> [YOUR OBJECTIVE] Set down each of the following lines again, word for word and in the same order.

> [DATASET ENTRIES]

'''

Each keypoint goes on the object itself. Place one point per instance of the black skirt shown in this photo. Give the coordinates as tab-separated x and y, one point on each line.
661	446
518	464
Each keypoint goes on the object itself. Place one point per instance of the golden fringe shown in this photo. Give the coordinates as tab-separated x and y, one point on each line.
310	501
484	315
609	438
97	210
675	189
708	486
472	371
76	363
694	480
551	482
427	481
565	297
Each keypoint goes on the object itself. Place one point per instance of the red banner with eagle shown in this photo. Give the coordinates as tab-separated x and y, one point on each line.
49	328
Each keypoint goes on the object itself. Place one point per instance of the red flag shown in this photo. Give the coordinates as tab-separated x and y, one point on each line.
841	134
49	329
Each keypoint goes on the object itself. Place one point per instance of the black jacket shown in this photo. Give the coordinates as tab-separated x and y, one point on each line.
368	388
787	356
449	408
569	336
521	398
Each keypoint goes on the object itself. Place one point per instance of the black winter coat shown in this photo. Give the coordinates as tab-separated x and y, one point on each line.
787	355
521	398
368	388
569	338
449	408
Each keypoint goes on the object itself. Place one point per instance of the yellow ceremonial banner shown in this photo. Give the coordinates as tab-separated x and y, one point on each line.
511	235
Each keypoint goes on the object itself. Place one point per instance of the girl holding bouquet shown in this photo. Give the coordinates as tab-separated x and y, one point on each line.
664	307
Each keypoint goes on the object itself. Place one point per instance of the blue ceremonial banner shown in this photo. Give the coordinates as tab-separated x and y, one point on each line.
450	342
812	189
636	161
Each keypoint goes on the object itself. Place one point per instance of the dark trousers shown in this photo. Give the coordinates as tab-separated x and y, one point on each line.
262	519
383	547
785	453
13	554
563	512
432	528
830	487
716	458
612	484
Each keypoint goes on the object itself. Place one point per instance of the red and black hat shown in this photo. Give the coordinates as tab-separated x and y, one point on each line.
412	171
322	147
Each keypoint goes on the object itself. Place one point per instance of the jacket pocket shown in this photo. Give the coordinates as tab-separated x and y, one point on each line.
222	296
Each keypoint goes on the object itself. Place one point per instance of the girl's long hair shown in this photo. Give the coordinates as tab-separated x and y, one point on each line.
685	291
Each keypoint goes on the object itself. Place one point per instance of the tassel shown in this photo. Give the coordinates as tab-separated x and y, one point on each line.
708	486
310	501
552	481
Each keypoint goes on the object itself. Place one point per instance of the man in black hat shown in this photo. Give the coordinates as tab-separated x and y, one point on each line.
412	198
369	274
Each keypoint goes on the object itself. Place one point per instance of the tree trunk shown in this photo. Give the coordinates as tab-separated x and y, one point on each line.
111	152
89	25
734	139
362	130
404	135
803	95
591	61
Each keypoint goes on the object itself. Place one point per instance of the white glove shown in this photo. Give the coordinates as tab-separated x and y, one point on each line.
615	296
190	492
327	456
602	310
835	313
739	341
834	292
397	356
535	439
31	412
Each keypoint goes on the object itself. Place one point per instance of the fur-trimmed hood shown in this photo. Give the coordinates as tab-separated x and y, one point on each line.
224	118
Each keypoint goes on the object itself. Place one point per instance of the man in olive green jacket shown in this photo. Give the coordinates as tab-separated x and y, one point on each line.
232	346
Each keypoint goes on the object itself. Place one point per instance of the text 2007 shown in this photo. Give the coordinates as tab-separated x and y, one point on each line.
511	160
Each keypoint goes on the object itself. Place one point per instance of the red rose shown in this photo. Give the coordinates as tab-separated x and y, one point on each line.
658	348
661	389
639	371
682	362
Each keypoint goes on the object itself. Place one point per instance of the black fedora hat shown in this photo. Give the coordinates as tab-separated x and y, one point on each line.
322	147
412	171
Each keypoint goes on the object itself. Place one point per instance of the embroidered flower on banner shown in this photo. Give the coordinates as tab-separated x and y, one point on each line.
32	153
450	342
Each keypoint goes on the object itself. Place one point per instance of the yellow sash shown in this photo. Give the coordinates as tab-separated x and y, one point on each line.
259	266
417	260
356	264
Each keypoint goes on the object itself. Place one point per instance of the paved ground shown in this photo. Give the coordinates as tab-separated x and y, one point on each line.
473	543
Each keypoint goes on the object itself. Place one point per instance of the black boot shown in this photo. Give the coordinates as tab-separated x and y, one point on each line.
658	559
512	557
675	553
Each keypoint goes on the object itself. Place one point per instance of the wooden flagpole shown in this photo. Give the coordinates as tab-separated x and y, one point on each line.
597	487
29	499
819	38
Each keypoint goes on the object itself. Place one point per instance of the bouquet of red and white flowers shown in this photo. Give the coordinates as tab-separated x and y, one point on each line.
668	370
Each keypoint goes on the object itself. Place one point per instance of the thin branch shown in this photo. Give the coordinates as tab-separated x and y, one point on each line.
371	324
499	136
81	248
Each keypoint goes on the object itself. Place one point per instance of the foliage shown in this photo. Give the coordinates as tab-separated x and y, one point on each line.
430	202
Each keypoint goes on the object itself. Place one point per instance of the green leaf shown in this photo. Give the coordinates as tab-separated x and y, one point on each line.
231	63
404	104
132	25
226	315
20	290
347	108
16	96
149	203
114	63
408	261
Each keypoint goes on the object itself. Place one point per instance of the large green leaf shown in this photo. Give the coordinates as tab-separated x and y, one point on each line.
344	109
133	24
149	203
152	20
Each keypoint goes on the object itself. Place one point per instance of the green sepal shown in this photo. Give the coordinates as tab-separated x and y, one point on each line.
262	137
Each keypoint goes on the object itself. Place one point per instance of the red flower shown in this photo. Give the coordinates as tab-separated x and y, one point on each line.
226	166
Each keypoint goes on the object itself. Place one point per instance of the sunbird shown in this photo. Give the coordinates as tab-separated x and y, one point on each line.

'''

> [TASK SOLUTION]
Each keypoint goes on the object itself. Place one point per instance of the black skirt shown in this photo. Give the coordinates as tab-separated x and y, one point on each line.
661	446
518	464
Each keypoint goes on the object itself. Place one point per instance of the golden fringe shown in this photo. Give the coordinates as tab-separated x and y, one point on each line.
310	501
484	315
609	438
97	210
675	189
708	486
472	371
76	363
694	480
551	482
427	481
565	297
Each keypoint goes on the object itself. Place one point per instance of the red banner with eagle shown in this photo. Give the coordinates as tab-separated x and y, one point on each line.
49	328
Each keypoint goes on the object itself. Place one point per instance of the red flag shown in this photo. Give the coordinates as tab-separated x and y, one point on each line.
841	134
49	329
Each keypoint goes on the object itself. Place one point per instance of the black jacket shown in this photo. Give the coordinates as tab-separated x and y, one point on each line.
368	388
787	356
449	408
569	336
521	398
Each keypoint goes on the object itself. Place one point per instance of the black winter coat shown in this photo. Give the coordinates as tab-separated x and y, one point on each line.
787	355
521	398
368	388
569	338
449	408
Each keypoint goes on the object itself. Place one point per instance of the yellow ceremonial banner shown in this photo. Give the coordinates as tab-separated x and y, one point on each line.
511	235
Each keypoint goes on the object itself. Place one point per instance of the girl holding bouquet shown in this photo. Give the coordinates as tab-separated x and y, one point on each line.
664	307
Each keypoint goes on the object itself. Place one point per instance of the blue ceremonial banner shown in this photo. Give the coordinates as tab-separated x and y, one point on each line.
450	342
812	189
636	161
Each keypoint goes on the object itself. Place one point per instance of the dark trousers shown in this photo. Give the coordinates as tab-separated x and y, one point on each line.
262	519
383	547
785	453
13	554
563	512
432	528
830	487
716	458
612	484
Each keypoint goes on the object itself. Place one point per instance of the red and black hat shown in this photo. Give the coordinates as tab-separated x and y, one point on each line.
412	171
322	147
Each keypoint goes on the object itself. Place one point per instance of the jacket pocket shown in this photo. Give the coordinates as tab-separated x and y, one point on each line.
222	296
Each keypoint goes on the object itself. Place one point per instance of the girl's long hair shown in this photo. Give the coordinates as tab-separated x and y, one point on each line.
685	291
Each keypoint goes on the object itself. Place one point per instance of the tassel shown in this photo. Give the coordinates as tab-separated x and y, one point on each line.
708	486
310	501
552	481
Each keypoint goes on the object itself. Place one point per instance of the man in black hat shown in this photo. Give the coordinates as tab-separated x and y, one point on each line.
412	198
369	274
Each keypoint goes on the object itself. Place one point per instance of the tree trunk shown in this photo. Give the coordinates as tab-separated x and y, one point on each line.
111	152
89	25
734	139
362	130
404	135
803	95
591	61
Each keypoint goes on the object itself. Place one point per instance of the white glove shown in this photo. Give the coordinates as tab-separated x and y, one point on each line.
615	296
190	492
327	456
602	310
835	313
739	341
834	292
397	356
535	439
31	412
Each keypoint goes on the object itself. Place one point per instance of the fur-trimmed hood shown in this photo. Give the coordinates as tab-separated x and y, one point on each line.
224	118
Each keypoint goes on the object itself. Place one point per instance of the man in olive green jacket shown in this photo. Give the coordinates as tab-separated x and y, one point on each line.
232	346
Each keypoint goes on the object itself. Place one point per instance of the text 2007 shown in this photo. Give the coordinates as tab-separated x and y, one point on each line.
511	160
Each keypoint goes on the object itself. Place one point per instance of the red rose shown in this photo. Give the coordinates as tab-separated x and y, one point on each line.
658	348
661	389
639	371
682	362
Each keypoint goes on the object itself. Place one point per instance of the black fedora hat shown in this photo. Give the coordinates as tab-separated x and y, one point on each line.
322	147
412	171
Each keypoint goes on the object itself. Place one point per instance of the embroidered flower on banner shown in this photo. Give the coordinates as tab-separated x and y, one point on each line.
32	153
450	342
Each keypoint goes on the object itself. Place one point per instance of the yellow sash shown in this photo. Give the coordinates as tab-separated x and y, one point on each line.
259	266
417	260
356	264
Each keypoint goes on the object itself. Place one point per instance of the paved ground shown in this photo. Give the coordinates as tab-separated x and y, one point on each line.
473	543
Each keypoint goes on the object itself. Place one point per instance of the black boot shown in this photo. Give the coordinates as tab-separated x and y, one point on each line.
658	559
512	557
675	553
Each keypoint goes on the object itself. Place one point per instance of the wooden flagpole shown in this photo. Give the coordinates as tab-separated x and y, one point on each line.
597	487
29	499
819	38
Each keypoint goes on the object itself. Place one point per instance of the bouquet of red and white flowers shown in this photo. Give the coordinates as tab-separated x and y, one point on each line.
668	370
Each keypoint goes on the object itself. Place one point per instance of the thin branch shown in this photo. Give the coordinates as tab-separated x and y, one point on each line.
371	324
499	136
81	248
Each keypoint goes on the object itself. Place one point per instance of the foliage shown in this photo. Give the coordinates as tab-separated x and y, one point on each line.
430	202
Each keypoint goes on the object itself. Place one point per instance of the green leaf shown in this photo. Give the coordinates as tab-separated x and y, one point on each line.
231	63
404	104
132	25
226	315
20	290
347	108
16	96
149	203
114	63
408	261
Each keypoint goes on the object itself. Place one point per instance of the large green leaf shown in this photo. Give the coordinates as tab-separated x and y, one point on each line.
344	109
133	24
149	203
152	20
Each keypoint goes on the object itself. Place one point per instance of the green sepal shown in this photo. Give the coordinates as tab-separated x and y, one point on each line.
262	137
Each keypoint goes on the object itself. Place one point per instance of the red flower shown in this photo. Give the coordinates as tab-separated x and y, one point on each line.
226	166
Each keypoint goes on the object itself. Place one point per instance of the sunbird shown in this photo. Give the coordinates as tab-separated x and y, one point on each line.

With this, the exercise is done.